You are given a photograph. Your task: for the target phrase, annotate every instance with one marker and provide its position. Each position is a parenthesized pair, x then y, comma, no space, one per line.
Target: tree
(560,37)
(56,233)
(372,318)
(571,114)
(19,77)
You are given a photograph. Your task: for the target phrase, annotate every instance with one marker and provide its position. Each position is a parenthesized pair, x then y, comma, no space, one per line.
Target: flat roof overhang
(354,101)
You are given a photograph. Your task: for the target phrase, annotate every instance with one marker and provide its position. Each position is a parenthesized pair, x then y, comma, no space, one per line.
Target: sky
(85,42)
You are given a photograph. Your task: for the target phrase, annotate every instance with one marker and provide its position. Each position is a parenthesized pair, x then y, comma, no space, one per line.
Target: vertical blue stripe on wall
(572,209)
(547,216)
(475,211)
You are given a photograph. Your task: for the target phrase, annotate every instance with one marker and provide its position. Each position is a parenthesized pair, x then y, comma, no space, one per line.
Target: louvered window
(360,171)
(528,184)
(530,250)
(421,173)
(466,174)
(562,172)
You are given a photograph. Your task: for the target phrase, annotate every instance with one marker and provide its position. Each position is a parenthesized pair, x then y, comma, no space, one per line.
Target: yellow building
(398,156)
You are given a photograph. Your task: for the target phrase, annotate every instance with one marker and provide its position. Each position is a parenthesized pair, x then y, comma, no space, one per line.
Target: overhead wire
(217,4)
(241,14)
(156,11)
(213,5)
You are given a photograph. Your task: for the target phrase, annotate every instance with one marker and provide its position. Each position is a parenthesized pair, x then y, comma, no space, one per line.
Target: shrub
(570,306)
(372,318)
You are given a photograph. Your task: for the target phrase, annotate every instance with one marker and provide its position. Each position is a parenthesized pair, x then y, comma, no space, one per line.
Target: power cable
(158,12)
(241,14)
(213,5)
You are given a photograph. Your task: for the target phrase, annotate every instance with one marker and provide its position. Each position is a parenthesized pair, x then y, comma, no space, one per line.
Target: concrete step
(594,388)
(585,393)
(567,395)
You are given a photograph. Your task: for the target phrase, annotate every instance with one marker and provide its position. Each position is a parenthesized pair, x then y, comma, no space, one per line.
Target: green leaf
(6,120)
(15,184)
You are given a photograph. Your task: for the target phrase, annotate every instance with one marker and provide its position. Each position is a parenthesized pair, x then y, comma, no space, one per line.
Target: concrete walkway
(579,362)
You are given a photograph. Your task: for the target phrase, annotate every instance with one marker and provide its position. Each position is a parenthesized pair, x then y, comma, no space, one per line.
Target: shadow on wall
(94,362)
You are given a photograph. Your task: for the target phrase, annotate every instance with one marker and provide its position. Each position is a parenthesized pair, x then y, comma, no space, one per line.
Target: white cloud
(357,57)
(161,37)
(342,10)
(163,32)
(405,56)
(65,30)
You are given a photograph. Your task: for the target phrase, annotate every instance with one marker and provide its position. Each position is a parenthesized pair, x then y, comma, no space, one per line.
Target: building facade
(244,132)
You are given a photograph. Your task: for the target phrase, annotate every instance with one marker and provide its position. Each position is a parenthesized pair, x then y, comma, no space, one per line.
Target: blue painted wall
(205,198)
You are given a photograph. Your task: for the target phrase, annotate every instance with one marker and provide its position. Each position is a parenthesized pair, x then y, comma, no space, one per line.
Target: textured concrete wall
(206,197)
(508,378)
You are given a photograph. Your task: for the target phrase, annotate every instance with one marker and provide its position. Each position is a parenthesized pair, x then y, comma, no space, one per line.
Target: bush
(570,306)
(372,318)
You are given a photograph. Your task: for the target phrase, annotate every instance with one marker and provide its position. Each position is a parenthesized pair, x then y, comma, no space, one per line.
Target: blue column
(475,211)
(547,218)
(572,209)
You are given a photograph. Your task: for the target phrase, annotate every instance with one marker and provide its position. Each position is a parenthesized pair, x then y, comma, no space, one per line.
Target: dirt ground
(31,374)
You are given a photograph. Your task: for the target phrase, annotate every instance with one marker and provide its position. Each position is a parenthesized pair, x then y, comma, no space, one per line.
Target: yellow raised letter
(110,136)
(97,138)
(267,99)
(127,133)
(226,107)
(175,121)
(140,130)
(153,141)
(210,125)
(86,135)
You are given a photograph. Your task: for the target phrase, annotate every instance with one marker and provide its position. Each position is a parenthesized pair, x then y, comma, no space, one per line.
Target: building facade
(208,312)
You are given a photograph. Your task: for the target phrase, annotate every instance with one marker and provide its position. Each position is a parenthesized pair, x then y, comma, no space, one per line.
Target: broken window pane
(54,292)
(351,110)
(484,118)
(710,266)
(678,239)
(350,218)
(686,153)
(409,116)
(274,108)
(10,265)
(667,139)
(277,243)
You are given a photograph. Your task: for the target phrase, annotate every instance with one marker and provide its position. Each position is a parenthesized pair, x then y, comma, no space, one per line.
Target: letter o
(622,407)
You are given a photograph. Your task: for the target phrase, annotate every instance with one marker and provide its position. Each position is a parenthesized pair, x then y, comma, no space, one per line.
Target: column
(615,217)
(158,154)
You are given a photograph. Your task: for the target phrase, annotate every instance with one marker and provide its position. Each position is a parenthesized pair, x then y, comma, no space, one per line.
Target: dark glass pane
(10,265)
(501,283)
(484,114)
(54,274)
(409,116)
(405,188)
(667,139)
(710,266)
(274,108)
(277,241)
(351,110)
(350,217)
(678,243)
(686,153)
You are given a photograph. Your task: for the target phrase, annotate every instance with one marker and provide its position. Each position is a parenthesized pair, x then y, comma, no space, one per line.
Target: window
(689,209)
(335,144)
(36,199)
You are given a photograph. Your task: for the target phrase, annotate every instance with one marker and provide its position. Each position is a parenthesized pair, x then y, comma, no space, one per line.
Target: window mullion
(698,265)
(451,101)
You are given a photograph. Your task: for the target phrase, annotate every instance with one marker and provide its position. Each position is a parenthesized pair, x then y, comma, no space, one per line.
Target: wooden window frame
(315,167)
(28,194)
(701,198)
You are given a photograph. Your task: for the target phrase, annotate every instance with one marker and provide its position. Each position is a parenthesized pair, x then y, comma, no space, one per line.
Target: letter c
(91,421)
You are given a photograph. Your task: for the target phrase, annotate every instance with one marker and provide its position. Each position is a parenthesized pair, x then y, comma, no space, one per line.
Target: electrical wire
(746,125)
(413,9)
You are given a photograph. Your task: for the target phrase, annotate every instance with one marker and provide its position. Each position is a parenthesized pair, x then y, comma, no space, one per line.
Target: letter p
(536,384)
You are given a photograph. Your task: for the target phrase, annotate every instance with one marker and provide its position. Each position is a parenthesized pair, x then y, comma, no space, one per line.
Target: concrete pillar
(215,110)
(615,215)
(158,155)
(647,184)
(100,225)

__JOB__
Which lines above contain the string "blue"? Show each of them, copied in full.

__REPLY__
Target: vertical blue stripe on wall
Target: blue painted wall
Target: blue column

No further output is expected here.